▶ Records supplied

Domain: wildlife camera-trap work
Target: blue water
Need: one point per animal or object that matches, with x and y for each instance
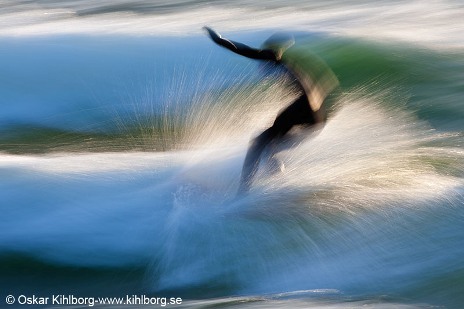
(123, 129)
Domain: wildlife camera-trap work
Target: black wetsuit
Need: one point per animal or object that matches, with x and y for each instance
(297, 113)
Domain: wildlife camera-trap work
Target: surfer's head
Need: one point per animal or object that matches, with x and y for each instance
(279, 43)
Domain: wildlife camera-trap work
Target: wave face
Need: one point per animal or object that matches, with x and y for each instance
(121, 149)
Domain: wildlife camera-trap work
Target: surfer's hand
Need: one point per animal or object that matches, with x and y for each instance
(213, 34)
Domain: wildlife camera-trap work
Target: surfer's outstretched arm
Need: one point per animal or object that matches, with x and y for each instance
(241, 49)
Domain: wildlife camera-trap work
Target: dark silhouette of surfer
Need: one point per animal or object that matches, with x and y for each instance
(306, 110)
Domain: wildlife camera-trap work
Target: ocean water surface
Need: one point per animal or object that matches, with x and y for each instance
(123, 129)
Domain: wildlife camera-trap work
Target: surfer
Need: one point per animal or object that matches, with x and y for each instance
(306, 110)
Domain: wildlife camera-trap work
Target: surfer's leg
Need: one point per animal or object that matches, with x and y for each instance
(299, 112)
(250, 166)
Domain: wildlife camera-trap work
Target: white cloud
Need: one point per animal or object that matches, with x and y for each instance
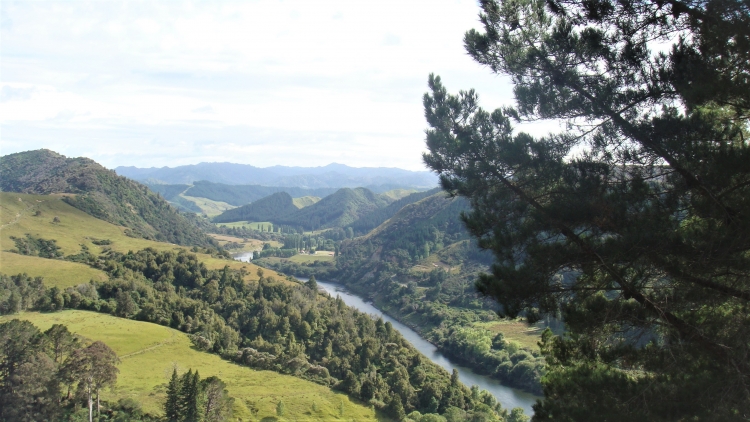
(285, 82)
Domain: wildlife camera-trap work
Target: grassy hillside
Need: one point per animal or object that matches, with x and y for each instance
(395, 194)
(271, 208)
(377, 217)
(149, 352)
(100, 193)
(239, 195)
(208, 206)
(305, 201)
(18, 216)
(337, 210)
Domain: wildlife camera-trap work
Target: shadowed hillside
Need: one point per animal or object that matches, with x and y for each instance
(100, 193)
(279, 205)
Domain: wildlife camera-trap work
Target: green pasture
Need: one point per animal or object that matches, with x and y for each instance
(148, 352)
(515, 330)
(18, 216)
(56, 272)
(208, 206)
(305, 201)
(305, 258)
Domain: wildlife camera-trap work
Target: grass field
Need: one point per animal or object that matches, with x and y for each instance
(76, 228)
(249, 245)
(305, 258)
(209, 207)
(57, 273)
(305, 201)
(252, 225)
(515, 330)
(148, 352)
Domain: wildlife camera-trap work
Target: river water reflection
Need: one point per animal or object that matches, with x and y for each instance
(509, 397)
(243, 256)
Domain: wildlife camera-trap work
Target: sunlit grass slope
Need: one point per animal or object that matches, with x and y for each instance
(34, 214)
(208, 206)
(149, 352)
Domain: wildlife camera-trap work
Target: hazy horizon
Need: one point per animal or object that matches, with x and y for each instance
(263, 83)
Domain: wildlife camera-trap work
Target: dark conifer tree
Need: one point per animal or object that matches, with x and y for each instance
(172, 406)
(633, 222)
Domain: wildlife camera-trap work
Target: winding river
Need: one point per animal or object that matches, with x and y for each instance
(509, 397)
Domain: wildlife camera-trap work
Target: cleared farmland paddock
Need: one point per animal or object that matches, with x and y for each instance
(148, 352)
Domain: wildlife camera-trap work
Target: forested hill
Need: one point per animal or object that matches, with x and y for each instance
(375, 218)
(100, 193)
(338, 210)
(239, 195)
(330, 176)
(271, 208)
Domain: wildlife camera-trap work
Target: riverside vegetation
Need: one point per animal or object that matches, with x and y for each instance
(259, 321)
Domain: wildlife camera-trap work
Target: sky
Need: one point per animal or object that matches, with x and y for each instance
(168, 83)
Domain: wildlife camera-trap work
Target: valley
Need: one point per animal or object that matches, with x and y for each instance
(236, 311)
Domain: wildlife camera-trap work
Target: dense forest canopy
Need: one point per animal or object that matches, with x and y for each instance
(99, 192)
(633, 221)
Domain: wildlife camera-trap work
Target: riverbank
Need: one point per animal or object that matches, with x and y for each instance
(508, 396)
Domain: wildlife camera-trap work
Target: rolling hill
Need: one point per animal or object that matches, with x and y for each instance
(336, 210)
(148, 352)
(100, 193)
(330, 176)
(22, 214)
(274, 207)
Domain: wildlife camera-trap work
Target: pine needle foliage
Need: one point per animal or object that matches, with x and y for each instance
(633, 221)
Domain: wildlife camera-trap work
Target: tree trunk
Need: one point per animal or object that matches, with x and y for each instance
(91, 406)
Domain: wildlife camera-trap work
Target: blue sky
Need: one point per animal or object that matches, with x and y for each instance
(166, 83)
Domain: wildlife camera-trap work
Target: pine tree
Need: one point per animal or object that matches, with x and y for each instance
(172, 409)
(633, 222)
(312, 284)
(191, 404)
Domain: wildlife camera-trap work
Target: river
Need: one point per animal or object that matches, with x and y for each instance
(243, 256)
(509, 397)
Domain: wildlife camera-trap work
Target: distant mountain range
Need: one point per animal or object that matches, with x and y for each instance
(339, 209)
(99, 192)
(330, 176)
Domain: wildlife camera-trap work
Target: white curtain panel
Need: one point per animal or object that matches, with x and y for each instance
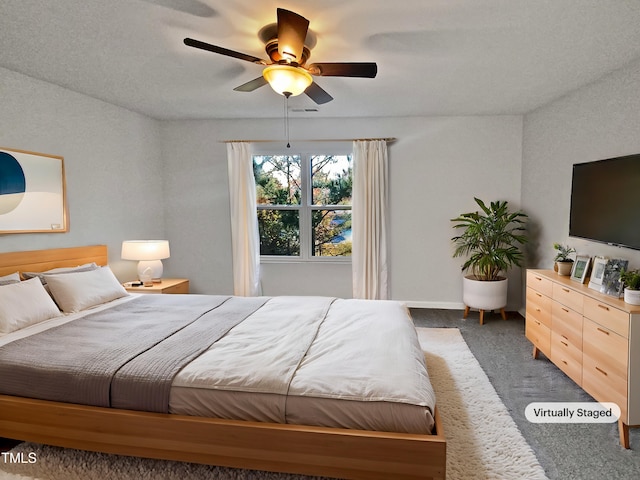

▶ Prompt
From the listing above, pick out every line that contains the word "dark" and copy each one.

▶ The output
Target: dark silhouette of surfer
Target: dark conifer tree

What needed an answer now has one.